— Stated problem —
The records that follow should be retyped word for word.

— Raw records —

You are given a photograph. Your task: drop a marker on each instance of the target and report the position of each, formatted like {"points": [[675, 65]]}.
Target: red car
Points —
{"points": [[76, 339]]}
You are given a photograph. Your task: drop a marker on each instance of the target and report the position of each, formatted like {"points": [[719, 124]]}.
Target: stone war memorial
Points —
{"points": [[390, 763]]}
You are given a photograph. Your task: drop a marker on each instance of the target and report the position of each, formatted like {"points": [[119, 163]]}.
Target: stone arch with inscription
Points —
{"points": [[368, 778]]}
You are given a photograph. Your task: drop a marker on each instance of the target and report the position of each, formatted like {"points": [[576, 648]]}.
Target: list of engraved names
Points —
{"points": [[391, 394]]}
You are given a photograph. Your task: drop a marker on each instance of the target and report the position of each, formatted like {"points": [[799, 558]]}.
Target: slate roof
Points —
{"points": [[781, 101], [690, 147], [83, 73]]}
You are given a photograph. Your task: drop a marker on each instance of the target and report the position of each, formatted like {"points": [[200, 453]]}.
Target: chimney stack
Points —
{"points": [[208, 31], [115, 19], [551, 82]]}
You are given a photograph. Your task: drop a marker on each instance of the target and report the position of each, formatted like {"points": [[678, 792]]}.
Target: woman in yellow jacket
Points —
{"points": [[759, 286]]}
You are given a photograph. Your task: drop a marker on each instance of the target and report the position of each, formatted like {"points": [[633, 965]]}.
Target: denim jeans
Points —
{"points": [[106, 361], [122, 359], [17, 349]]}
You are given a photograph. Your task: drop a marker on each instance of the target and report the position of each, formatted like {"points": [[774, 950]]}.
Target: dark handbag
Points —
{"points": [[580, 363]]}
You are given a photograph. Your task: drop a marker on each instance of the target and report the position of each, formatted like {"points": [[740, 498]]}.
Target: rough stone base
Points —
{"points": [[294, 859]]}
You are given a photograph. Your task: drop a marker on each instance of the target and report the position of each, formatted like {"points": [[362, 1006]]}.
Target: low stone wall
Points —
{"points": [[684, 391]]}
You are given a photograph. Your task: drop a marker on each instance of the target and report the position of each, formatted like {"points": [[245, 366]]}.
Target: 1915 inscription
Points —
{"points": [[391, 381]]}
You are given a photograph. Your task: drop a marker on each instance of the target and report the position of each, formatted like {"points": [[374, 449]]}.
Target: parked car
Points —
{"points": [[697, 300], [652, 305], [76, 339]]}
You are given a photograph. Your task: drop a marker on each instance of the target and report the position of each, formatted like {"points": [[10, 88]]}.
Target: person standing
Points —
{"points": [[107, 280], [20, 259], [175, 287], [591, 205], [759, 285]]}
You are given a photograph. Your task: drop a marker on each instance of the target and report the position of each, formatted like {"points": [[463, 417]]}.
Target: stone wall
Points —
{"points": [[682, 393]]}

— Exercise result —
You are given a photograph. Your task: drop a marker on each instance of the target and report the position of each, formatted like {"points": [[675, 65]]}.
Target: red car
Points —
{"points": [[76, 339]]}
You are given a photograph. Your task: drop a marker on each instance of the target and report the position of each, formatted like {"points": [[719, 124]]}.
Target: stone war memorial
Points —
{"points": [[390, 763]]}
You are given a photograph. Your task: drop a marker on each instance of the target and report the position of each, formatted like {"points": [[119, 163]]}.
Target: stone arch with inscription
Points —
{"points": [[368, 778]]}
You are given a photograph. Your task: drop a marker on each instance of the target and report the position of each, formatted like {"points": [[576, 648]]}.
Target: list of engraved names
Points —
{"points": [[391, 394]]}
You are given a photograph. Your task: drop a marker on each instance of the target and report the position of each, formatted like {"points": [[799, 558]]}.
Target: slate roof
Points —
{"points": [[781, 101], [690, 147], [83, 73]]}
You are given a photograph. Your task: drop a marker on each instance of the target and report the position of each, formatted like {"points": [[200, 453]]}.
Target: chimney stack
Points —
{"points": [[208, 31], [115, 19], [551, 82]]}
You are given a photograph. Your task: drop a marker on each instance of the target and report the position of each, formatted like {"points": [[678, 792]]}.
Target: woman in yellow jacket
Points —
{"points": [[759, 286]]}
You are given a photograph. Your task: drop a marker on each instance of the target and report the position of each, formatted like {"points": [[633, 965]]}.
Target: denim jeans
Points —
{"points": [[106, 361], [122, 359], [17, 349]]}
You are given a photograph. Your task: drop a marker on each instance of the target and report the position of each, formatted like {"points": [[774, 950]]}.
Target: dark handbag
Points —
{"points": [[580, 363]]}
You are given a photograph. Your task: drop a marker on each instance of the target and report the position of each, formatted like {"points": [[740, 498]]}.
Target: rough stone base
Points —
{"points": [[294, 859]]}
You are given a photograph. Your task: drop a marker on each instance of the target and report the position of each, formatted like {"points": [[362, 1006]]}.
Target: low stone wall
Points —
{"points": [[684, 391]]}
You are given a photograph. Your task: drop a marker on each instance of the target and report the position of each, formatted like {"points": [[245, 366]]}.
Target: 1915 inscription
Points —
{"points": [[391, 381]]}
You are given a photograph. Your task: drop a marker on each instance of the target and report the position of each, formatted like {"points": [[374, 449]]}.
Target: parked car
Points —
{"points": [[697, 300], [652, 305], [76, 339]]}
You are given a photograph. Your task: drop a marker on each instance of the target and report the position of each, formatted like {"points": [[10, 88]]}.
Target: person standing
Points —
{"points": [[107, 280], [20, 259], [175, 287], [591, 205], [759, 285]]}
You are given a photograph. Your task: drop a marker on each instance of the target and report the position of each, formatted like {"points": [[463, 417]]}.
Target: stone wall
Points —
{"points": [[682, 393]]}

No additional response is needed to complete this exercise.